State how many of the lines below contain the word "blue", giving only the number.

## BEGIN

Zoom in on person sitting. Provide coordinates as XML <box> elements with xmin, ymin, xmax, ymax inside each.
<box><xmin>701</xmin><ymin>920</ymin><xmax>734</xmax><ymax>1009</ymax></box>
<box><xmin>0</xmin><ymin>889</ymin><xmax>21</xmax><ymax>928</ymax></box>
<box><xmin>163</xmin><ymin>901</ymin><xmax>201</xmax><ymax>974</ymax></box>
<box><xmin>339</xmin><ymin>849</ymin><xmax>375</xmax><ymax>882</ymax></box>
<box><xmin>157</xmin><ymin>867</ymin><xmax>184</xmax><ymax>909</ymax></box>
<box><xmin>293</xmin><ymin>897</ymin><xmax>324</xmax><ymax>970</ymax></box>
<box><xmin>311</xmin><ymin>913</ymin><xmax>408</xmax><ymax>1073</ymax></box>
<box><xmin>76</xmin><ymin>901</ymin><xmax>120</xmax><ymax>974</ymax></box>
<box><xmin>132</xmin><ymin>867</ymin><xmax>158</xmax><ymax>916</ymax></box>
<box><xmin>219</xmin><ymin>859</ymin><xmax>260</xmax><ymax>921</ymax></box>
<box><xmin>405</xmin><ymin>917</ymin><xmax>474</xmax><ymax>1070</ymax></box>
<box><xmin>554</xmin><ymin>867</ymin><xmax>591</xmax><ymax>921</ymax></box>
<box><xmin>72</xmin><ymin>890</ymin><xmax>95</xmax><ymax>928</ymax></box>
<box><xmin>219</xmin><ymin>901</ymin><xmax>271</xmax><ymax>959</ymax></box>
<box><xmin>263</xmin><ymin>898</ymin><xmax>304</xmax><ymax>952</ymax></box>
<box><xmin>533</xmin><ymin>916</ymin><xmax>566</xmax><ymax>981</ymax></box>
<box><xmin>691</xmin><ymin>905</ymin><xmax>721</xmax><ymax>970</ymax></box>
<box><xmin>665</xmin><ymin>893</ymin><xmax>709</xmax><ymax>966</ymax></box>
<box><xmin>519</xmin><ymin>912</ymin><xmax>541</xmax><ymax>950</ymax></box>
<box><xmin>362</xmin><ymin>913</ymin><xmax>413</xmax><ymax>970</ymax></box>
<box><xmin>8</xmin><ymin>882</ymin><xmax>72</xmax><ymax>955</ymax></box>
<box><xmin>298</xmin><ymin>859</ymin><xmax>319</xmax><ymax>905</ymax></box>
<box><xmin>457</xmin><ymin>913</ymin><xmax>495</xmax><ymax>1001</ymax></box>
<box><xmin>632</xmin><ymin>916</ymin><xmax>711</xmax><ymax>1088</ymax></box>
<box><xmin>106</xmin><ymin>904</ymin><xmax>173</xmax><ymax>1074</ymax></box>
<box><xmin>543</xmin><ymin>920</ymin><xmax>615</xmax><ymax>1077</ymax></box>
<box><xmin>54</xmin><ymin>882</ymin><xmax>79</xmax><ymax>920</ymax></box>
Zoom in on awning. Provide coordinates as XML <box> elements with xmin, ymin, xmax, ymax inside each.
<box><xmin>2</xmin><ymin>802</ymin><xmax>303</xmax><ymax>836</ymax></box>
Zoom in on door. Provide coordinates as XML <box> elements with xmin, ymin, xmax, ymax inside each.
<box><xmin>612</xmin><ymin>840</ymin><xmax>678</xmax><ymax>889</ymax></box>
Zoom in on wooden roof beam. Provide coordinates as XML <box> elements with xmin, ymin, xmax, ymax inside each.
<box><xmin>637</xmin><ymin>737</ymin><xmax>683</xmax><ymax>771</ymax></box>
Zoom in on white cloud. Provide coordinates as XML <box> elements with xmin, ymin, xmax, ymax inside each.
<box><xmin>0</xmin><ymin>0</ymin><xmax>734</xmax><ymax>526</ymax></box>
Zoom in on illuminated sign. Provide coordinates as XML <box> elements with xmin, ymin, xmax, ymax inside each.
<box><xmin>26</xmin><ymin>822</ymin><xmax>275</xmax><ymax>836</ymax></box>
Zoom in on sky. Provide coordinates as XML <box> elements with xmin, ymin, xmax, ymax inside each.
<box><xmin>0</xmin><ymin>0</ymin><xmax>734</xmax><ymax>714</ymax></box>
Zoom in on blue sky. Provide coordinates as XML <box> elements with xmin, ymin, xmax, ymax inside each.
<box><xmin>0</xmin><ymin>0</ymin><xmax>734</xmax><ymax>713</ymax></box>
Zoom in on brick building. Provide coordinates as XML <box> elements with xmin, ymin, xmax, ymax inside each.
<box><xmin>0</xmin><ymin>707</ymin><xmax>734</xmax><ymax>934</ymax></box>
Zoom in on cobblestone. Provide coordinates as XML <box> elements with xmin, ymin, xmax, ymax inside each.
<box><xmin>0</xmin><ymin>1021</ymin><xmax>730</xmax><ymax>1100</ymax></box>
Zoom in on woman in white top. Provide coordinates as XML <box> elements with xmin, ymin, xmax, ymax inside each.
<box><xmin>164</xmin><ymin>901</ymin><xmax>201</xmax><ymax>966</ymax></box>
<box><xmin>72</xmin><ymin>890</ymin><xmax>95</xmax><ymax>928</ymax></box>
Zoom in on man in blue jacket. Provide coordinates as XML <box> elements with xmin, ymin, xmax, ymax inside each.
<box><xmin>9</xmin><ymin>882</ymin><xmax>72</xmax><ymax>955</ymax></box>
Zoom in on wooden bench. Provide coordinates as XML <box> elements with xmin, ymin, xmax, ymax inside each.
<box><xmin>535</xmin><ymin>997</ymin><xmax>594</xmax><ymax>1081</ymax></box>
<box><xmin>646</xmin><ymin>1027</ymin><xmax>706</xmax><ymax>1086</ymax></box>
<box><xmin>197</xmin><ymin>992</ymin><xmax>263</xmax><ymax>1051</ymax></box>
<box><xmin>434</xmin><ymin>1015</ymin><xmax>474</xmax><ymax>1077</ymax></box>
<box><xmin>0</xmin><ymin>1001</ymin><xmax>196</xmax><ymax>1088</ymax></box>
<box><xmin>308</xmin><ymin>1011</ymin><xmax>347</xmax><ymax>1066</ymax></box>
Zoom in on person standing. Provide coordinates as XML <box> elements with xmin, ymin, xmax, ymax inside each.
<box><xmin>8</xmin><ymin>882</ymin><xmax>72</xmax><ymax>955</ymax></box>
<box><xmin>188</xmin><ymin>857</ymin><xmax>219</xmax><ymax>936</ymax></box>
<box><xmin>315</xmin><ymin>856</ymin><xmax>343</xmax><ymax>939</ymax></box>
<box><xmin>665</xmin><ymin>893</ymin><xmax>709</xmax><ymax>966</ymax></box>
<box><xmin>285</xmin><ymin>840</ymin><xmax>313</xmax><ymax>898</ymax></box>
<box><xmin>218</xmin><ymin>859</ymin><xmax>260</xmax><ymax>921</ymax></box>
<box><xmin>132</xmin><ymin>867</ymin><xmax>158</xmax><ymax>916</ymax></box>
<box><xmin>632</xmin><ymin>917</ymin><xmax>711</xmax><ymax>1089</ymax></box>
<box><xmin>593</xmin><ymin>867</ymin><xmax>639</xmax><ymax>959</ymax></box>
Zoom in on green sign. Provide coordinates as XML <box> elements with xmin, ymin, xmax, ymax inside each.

## END

**Exercise solution:** 2